▶ [Brano selezionato]
:::::
Assembled – Il dietro le quinte di Loki: la recensione del nuovo episodio
Come di consuetudine con tutte le serie Marvel su Disney Plus, arriva il dietro le quinte di Loki. L’episodio fa parte dei documentari di Marvel Studios: Assembled, e ci porta direttamente dentro il set della serie ora giunta a conclusione. La voce narrante è quella di Tom Hiddleston, aka Loki. L’attore sarà il nostro cicerone, la nostra guida all’interno delle stanze degli studios. Per quanto non siano molte le rivelazioni della puntata, della durata di un’ora, scopriamo comunque qualche aneddoto curioso sulla realizzazione della serie; la chicca è forse soltanto una, ma ne parleremo in seguito. Ciò che invece ci interessa è l’ufficialità del personaggio di Kang il conquistatore, visto nel finale di stagione sotto forma di statua in una TVA alternativa. Jonathan Majors ha infatti impersonato Immortus, una variante più vecchia e meno malvagia del famoso villain.
:::::
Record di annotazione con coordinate
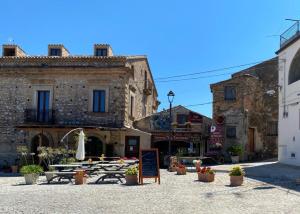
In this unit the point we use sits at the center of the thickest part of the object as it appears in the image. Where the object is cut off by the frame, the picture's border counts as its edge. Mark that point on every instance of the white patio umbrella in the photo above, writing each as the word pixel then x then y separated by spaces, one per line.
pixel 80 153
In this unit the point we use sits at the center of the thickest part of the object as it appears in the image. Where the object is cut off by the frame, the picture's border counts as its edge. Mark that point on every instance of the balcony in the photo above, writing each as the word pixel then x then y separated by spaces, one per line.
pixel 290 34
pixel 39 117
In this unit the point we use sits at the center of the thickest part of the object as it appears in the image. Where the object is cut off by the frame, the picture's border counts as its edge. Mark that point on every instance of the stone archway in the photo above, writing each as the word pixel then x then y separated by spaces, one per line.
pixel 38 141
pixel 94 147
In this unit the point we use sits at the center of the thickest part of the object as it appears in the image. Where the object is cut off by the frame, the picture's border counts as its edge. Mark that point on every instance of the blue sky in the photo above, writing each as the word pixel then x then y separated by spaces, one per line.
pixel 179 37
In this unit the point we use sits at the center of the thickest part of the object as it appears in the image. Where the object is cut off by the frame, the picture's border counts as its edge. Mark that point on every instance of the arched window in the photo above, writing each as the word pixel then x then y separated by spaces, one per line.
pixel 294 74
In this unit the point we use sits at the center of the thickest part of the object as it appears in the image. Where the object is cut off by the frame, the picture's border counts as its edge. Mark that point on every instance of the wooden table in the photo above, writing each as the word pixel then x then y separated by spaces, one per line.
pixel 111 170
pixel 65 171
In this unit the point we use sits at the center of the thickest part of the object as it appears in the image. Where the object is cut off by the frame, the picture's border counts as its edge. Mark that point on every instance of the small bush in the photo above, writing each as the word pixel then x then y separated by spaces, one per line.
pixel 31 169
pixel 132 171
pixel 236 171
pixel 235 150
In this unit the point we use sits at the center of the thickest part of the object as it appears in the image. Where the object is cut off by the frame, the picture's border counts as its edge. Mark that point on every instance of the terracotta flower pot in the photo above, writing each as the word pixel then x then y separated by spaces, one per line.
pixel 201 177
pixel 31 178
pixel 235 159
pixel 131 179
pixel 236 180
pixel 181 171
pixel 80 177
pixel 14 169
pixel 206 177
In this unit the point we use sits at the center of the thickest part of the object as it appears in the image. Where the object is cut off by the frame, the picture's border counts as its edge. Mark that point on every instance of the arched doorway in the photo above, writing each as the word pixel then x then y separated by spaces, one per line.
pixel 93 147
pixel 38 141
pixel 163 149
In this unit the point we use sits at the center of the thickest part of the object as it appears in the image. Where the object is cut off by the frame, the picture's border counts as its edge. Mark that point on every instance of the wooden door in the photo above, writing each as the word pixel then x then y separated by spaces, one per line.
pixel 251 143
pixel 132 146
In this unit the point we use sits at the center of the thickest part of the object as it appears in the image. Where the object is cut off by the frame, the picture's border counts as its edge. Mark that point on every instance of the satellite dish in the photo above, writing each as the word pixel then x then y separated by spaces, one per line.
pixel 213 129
:::::
▶ [Istruzioni e requisiti]
Stabilisci se le affermazioni (a), (b) e (c) concordano con il brano sul dietro le quinte di Loki, rispondendo sì o no e citando alla lettera le parole del brano che lo decidono. (a) Tom Hiddleston è la voce narrante dell'episodio. (b) L'episodio dura mezz'ora. (c) Jonathan Majors ha interpretato Immortus. Il materiale non ha alcun ruolo in questo lavoro.

▶ [Risposta scritta]
(a) Sì: «La voce narrante è quella di Tom Hiddleston, aka Loki.»
(b) No: «della durata di un’ora»
(c) Sì: «Jonathan Majors ha infatti impersonato Immortus, una variante più vecchia e meno malvagia del famoso villain.»